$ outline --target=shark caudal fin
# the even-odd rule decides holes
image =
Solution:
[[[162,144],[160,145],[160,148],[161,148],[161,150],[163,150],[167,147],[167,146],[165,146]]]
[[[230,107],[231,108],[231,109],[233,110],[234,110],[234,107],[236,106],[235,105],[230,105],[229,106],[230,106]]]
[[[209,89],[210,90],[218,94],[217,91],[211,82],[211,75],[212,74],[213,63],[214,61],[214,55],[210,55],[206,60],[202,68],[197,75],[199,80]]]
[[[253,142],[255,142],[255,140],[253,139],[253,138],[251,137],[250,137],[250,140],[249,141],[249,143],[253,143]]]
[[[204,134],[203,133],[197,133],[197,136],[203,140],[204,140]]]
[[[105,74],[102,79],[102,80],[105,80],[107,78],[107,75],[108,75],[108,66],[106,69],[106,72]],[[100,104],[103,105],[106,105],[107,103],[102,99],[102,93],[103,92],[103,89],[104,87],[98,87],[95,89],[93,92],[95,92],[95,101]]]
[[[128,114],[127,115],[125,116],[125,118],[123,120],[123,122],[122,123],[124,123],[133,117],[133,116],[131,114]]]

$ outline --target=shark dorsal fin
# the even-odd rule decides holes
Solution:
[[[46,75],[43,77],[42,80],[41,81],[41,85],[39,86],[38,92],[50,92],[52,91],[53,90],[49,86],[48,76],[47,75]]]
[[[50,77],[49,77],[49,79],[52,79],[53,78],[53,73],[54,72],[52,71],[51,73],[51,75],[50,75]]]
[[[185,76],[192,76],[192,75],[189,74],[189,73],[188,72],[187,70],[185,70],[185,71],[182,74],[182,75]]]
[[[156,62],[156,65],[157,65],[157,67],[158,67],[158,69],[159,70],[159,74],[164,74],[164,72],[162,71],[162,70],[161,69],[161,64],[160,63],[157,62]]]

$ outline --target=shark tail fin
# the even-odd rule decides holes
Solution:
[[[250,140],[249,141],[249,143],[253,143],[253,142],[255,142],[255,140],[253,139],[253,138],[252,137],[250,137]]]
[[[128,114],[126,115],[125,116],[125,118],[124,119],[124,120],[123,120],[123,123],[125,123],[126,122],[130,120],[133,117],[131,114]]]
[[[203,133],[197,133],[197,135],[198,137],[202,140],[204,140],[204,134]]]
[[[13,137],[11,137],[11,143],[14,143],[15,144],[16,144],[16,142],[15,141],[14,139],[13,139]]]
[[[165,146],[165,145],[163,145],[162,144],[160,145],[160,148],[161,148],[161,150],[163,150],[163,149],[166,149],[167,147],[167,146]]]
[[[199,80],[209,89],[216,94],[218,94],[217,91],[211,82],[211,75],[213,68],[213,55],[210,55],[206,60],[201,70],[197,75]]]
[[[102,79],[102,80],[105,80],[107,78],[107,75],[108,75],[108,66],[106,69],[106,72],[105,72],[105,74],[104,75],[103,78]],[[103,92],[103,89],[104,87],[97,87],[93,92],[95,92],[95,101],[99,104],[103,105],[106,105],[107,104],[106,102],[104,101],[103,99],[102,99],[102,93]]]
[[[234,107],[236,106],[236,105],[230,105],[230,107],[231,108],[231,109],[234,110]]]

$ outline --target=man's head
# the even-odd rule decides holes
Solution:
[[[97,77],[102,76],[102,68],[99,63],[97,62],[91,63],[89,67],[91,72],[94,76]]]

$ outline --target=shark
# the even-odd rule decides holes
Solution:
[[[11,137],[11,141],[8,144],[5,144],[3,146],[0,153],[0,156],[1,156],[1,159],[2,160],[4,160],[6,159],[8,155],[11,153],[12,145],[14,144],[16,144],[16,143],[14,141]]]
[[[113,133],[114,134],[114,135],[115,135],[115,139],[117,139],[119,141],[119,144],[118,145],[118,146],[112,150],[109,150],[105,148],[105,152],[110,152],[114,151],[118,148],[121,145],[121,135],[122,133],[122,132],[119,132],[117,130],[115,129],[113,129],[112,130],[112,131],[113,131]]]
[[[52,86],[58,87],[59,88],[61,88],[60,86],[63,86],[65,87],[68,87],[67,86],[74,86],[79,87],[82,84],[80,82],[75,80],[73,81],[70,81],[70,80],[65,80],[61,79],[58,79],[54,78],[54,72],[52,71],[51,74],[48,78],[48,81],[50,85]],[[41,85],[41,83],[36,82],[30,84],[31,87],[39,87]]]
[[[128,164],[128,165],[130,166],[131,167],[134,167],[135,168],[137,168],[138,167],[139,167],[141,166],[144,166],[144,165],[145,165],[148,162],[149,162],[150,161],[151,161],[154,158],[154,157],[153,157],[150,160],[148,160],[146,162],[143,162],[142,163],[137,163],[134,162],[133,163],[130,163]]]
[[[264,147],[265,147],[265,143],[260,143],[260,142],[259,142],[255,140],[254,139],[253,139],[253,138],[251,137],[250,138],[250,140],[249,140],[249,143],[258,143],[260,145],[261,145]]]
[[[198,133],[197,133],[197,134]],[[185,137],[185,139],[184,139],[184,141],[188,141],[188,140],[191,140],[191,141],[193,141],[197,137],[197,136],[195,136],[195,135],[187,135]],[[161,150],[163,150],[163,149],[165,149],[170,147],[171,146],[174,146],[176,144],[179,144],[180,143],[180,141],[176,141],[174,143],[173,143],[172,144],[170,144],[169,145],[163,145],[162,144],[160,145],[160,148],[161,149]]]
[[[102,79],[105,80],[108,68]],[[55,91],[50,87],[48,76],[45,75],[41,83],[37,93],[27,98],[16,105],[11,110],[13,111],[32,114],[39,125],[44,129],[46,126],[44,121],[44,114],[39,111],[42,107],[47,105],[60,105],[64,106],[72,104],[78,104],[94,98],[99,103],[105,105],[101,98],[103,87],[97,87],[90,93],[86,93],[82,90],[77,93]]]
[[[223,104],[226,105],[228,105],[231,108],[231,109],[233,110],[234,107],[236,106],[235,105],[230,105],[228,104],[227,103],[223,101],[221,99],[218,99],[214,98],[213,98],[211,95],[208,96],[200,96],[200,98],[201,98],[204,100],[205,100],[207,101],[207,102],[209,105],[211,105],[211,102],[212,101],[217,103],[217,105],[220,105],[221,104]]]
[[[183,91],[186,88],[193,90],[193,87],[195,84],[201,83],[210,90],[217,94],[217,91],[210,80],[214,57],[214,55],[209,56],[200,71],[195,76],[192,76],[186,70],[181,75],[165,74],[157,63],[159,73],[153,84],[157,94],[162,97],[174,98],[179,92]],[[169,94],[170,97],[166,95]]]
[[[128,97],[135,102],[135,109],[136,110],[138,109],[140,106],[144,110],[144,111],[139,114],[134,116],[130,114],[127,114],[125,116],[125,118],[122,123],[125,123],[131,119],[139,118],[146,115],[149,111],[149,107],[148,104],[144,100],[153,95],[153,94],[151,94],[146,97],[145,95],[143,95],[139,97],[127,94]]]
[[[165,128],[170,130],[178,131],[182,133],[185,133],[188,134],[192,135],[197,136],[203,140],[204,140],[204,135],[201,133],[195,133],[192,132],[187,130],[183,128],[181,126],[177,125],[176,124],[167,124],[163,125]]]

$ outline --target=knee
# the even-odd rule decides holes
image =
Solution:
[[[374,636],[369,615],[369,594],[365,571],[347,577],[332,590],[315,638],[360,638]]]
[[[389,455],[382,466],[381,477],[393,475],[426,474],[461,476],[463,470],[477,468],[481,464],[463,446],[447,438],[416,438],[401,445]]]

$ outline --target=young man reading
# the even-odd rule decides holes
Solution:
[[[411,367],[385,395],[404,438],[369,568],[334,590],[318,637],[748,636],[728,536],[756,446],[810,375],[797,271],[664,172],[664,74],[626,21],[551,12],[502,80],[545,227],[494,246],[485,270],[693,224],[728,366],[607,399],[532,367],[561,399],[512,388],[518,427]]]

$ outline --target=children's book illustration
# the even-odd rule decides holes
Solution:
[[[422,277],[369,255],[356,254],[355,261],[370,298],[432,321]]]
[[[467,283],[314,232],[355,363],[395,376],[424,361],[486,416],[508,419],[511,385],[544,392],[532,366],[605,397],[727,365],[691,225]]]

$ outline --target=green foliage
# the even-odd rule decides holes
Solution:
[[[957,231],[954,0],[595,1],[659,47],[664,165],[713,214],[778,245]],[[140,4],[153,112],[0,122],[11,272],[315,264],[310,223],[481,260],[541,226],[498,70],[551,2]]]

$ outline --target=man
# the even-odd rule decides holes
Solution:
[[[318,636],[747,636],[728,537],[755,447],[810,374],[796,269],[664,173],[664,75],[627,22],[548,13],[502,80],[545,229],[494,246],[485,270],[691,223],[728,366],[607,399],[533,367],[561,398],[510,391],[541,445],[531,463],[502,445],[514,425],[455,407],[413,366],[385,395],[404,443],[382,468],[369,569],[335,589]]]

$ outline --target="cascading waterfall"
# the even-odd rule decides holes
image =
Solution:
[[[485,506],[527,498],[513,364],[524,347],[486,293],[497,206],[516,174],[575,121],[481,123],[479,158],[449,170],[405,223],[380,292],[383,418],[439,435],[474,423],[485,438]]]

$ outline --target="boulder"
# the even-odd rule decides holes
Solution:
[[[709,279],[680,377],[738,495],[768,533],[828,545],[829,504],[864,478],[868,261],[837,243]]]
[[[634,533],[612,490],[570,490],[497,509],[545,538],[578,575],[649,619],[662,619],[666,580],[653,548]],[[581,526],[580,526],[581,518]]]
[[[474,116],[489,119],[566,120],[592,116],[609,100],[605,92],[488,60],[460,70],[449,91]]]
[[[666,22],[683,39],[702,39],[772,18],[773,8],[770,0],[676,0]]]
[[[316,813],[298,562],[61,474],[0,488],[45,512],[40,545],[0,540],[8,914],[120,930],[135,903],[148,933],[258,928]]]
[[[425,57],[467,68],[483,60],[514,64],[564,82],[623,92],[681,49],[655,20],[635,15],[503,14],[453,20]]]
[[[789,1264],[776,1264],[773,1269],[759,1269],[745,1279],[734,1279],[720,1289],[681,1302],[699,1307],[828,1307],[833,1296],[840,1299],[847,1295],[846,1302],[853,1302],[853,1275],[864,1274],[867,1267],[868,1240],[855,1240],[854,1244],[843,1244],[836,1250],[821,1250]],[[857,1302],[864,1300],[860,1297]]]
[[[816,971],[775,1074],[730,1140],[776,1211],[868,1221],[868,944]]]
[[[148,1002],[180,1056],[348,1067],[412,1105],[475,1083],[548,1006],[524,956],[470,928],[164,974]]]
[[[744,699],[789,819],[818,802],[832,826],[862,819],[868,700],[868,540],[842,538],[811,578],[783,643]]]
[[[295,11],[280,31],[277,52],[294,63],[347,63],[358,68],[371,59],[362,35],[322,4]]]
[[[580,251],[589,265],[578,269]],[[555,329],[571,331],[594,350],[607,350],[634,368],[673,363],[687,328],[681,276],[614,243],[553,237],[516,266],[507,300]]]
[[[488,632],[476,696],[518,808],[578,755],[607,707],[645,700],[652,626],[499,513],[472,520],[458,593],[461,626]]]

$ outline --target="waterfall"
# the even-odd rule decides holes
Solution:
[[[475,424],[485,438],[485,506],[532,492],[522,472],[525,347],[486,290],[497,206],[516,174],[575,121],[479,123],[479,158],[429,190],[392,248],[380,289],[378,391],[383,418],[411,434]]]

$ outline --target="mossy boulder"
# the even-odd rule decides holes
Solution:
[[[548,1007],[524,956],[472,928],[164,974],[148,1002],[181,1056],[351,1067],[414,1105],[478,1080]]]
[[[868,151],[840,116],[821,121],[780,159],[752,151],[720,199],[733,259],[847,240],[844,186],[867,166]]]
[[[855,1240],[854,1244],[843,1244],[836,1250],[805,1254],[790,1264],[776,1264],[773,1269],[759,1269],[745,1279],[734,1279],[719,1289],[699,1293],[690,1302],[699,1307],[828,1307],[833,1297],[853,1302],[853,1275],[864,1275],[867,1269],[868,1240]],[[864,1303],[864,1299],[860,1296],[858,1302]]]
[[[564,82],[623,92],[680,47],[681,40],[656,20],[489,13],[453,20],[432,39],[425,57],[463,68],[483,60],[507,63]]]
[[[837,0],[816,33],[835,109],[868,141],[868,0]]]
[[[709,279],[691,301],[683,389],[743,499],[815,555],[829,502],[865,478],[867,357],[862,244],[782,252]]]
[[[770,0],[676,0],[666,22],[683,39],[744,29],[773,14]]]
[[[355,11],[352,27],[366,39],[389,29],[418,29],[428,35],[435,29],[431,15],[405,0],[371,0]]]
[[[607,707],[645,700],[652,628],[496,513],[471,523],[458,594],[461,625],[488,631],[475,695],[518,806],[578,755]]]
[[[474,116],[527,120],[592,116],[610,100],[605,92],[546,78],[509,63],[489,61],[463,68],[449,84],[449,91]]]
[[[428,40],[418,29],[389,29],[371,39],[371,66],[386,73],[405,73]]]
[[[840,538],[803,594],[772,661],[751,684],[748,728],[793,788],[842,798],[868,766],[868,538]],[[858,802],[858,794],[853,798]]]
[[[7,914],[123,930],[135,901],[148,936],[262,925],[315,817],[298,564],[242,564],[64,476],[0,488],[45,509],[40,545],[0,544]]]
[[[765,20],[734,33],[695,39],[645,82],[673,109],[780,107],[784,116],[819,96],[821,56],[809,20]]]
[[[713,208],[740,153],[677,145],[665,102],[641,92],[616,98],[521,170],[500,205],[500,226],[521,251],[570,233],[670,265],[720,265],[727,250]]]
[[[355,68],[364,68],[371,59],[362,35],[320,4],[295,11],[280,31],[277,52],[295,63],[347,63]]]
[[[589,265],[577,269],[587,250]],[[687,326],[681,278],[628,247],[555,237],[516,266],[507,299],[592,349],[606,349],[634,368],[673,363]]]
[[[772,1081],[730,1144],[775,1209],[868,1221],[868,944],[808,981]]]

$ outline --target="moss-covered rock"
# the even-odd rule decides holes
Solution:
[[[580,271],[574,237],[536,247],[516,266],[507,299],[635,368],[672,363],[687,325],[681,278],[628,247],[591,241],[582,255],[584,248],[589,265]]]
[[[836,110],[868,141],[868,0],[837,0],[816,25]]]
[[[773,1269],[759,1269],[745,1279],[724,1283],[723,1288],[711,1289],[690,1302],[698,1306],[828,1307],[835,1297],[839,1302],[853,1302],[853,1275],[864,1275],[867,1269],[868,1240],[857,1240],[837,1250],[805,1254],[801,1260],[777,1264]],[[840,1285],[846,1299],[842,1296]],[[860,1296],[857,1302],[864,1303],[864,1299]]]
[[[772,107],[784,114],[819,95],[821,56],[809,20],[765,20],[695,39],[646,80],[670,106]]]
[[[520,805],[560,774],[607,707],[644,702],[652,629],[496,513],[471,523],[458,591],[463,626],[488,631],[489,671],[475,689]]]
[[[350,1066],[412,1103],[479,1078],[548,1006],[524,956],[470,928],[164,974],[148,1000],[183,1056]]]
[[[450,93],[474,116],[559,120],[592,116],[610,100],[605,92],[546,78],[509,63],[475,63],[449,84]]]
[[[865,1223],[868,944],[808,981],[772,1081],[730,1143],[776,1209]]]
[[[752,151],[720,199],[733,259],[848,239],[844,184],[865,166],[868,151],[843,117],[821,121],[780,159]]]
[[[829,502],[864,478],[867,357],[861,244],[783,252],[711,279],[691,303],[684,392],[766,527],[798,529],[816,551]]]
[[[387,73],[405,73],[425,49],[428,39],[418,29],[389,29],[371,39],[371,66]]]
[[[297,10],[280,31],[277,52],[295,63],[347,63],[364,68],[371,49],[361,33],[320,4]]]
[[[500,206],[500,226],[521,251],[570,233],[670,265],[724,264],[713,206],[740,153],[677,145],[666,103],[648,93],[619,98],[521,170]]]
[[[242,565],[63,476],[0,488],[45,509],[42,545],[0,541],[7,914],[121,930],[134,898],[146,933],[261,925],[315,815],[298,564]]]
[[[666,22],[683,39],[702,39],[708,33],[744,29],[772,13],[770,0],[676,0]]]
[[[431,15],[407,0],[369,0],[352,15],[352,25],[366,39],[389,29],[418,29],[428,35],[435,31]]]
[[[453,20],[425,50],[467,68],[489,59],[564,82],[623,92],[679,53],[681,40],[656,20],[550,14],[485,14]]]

### [Task description]
Report each line in the items above that contains the word "boulder". Case counts.

### [Task output]
$ outline --target="boulder"
$ outline --target="mossy boulder"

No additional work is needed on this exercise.